━━━━━ DATASET RECORDS

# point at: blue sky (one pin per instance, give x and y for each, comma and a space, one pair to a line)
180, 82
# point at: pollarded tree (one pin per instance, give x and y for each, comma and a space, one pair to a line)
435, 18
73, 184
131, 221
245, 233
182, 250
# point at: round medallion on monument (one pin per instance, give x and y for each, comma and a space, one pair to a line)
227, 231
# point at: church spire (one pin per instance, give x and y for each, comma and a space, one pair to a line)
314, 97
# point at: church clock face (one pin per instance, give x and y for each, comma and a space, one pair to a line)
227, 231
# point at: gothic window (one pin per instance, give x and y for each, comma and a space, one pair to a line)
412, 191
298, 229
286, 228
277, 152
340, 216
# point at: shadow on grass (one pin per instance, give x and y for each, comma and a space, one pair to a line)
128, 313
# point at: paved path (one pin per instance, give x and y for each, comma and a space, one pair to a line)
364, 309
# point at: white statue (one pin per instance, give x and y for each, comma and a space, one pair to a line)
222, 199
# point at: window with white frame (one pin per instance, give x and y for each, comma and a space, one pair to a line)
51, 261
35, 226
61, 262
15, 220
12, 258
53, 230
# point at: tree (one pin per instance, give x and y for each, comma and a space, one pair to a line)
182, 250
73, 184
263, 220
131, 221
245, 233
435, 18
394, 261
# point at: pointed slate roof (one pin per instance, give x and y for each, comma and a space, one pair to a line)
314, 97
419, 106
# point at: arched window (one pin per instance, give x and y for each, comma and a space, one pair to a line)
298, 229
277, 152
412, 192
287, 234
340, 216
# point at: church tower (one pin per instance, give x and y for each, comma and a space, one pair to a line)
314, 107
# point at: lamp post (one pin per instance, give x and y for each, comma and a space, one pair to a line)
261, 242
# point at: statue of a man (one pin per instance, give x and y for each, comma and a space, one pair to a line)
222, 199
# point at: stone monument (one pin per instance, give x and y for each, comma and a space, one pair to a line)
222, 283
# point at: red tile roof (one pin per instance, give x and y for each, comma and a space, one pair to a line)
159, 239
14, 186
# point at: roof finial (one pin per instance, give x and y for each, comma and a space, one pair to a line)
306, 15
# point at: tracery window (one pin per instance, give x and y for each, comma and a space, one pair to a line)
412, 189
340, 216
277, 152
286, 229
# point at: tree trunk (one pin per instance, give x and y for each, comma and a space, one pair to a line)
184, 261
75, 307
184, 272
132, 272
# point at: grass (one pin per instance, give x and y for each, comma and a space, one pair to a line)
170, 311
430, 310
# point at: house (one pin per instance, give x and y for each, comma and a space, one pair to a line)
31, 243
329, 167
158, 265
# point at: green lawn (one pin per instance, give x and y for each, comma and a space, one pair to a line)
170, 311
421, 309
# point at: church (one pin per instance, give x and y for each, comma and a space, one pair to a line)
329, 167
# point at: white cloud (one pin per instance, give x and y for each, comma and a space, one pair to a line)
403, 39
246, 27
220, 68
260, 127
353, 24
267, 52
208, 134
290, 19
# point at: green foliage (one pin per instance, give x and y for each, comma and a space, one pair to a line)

━━━━━━━━━━

• _GOAL OF THE EXERCISE_:
Set down the data above once more so that nothing differs from the original.

• _RESPONSE BOX_:
# point at: blue sky (one pin per instance, give x and y for each, comma and a space, one pair to a line)
180, 82
# point at: pollarded tree (one pin per instance, give x and y for each, comma and a space, one pair to a line)
435, 18
73, 184
131, 221
245, 233
182, 250
# point at: round medallion on monument (one pin per instance, give x and y for each, comma and a space, one pair to a line)
227, 231
# point at: church spire (one pin per instance, give x and y for each, comma and a space, one pair to a line)
314, 97
# point at: church clock face (one pin per instance, give x and y for each, comma and a space, one pair to a line)
227, 231
# point at: gothic window (one pin per instance, give x and y for each, comma and a space, one pair to a line)
412, 191
298, 229
286, 228
277, 152
340, 216
# point at: shadow on grass (one pin per instance, give x and y for each, comma and a space, one pair to a line)
128, 313
# point at: paved path (one pin per instance, give x and y for each, comma and a space, one pair to a line)
364, 309
# point at: white statue (one pin per instance, give x and y for each, comma and a space, one pair to a line)
222, 199
# point at: window with white frame (one pin per instance, give x and y for each, comma and a space, one pair to a line)
51, 261
35, 226
61, 262
15, 220
12, 258
53, 230
# point at: tree (one pin per instance, give x and y for each, comma and a space, one pair to a line)
182, 250
73, 184
263, 220
131, 221
245, 233
435, 18
394, 261
# point at: pointed slate roof (one pin per instance, give x and y for each, comma and a space, one pair to a line)
314, 97
419, 106
# point at: arched window (one pin per instance, give x and y for each, comma and a space, one pair to a line)
298, 229
277, 152
412, 192
287, 234
340, 216
# point at: church tower (one pin per instance, give x and y for each, comma and a space, one pair to a line)
314, 107
# point at: lamp post (one pin per instance, give x and y for each, comma and a space, one pair to a line)
261, 242
# point at: statue of a man (one pin per instance, give x and y for each, comma and a space, one pair to a line)
222, 199
# point at: stone monument (one pin per instance, give x and y for each, comma and a space, one pair to a line)
222, 283
# point at: red tile roof (one pin per instance, give x and y for each, comma and a space, one pair to a line)
159, 239
14, 186
# point at: roof finial (one pin per instance, give x and y for each, comma and a space, one pair to a line)
306, 15
# point at: tracery window (one pin per instance, give x and y for each, comma and a space, one pair to a line)
412, 189
340, 216
277, 152
286, 229
# point at: tree trunk (one pin per instance, give x and y for each, comma and a space, one pair to a line)
184, 261
75, 307
184, 272
132, 272
# point at: grass (one pin per instance, give x and y for each, comma and a space, one pair to a line)
170, 311
430, 310
# point at: house (one pin per instance, give x and y for each, comma and a space, one pair to a line)
31, 243
329, 167
158, 265
# point at: green lawn (one pin per instance, give x and y for each, comma and a space, one pair to a line)
170, 311
421, 309
# point at: church (one pin per instance, give x and y for each, comma and a space, one pair to a line)
329, 167
# point at: white cloud (one pin per instance, give x and y for each, comma and a space, one pair to a line)
403, 39
246, 27
220, 68
260, 127
353, 24
267, 52
208, 134
290, 19
# point at: green foliage (one pin per instance, give x and y for each, comma and a space, one pair to a line)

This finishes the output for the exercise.